=== Dataset ===

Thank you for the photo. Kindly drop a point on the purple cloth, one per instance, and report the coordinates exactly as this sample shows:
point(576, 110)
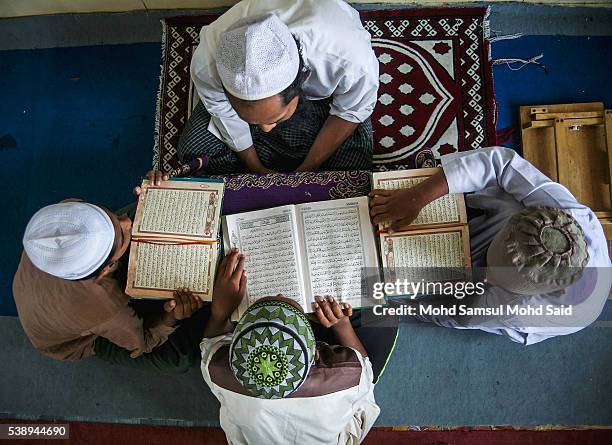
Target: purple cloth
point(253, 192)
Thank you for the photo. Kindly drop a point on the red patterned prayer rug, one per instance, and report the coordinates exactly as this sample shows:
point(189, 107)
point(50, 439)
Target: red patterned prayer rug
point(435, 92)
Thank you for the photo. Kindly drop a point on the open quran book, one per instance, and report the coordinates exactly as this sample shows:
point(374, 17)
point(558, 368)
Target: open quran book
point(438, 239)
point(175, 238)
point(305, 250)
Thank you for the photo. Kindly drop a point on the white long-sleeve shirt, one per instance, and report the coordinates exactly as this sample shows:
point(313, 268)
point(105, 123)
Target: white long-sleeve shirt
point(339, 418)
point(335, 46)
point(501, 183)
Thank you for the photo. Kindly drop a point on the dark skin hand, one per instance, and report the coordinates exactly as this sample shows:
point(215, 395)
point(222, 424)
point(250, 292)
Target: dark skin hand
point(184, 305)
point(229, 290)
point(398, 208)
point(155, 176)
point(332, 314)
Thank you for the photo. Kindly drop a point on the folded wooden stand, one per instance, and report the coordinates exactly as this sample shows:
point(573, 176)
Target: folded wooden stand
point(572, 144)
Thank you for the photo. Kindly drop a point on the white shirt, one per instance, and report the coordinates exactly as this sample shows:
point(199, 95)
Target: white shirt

===

Stated task
Copy all of the lines above word for word, but leave the pictures out of your copy.

Full answer
Thank you for the photo. Kindly drop a point on the purple cloth, one per instance, and report the coordinates exactly as this sample shows:
point(576, 110)
Target: purple cloth
point(253, 192)
Thank you for the photo. Kindly drop a point on the red patterned prayer rug, one per instance, and report the coordinates exactly as this sample shows:
point(189, 107)
point(50, 439)
Target: red patterned prayer rug
point(435, 92)
Thank you for the photo. Kindly drop a point on the open quran book, one per instance, and report the coordinates exactly as this sample shows:
point(374, 17)
point(558, 368)
Target: open quran book
point(438, 239)
point(175, 238)
point(305, 250)
Thank you for the photo. Kindly drop a point on the white long-sleeve shirt, one per instance, and report the coordinates exactly as this sample shows:
point(313, 268)
point(105, 123)
Target: white long-sleeve shirt
point(339, 418)
point(335, 46)
point(501, 183)
Thank you for the photo. Kindly drop a point on the dark skin hand, one per instance, and report the coordinates exactly as this sample shows:
point(215, 395)
point(222, 424)
point(250, 292)
Target: dark skin hand
point(184, 305)
point(229, 290)
point(398, 208)
point(155, 176)
point(332, 314)
Thank you for the photo. Kindly drop a point on the folded wooden stand, one per instance, and report the coordinates exactly as this sample shows:
point(573, 176)
Target: folded wooden stand
point(572, 144)
Thank you for the photo. Kindly drop a point on the white shirt, one per instance, and report the coordinates exactly as this sample shows:
point(199, 95)
Target: white shirt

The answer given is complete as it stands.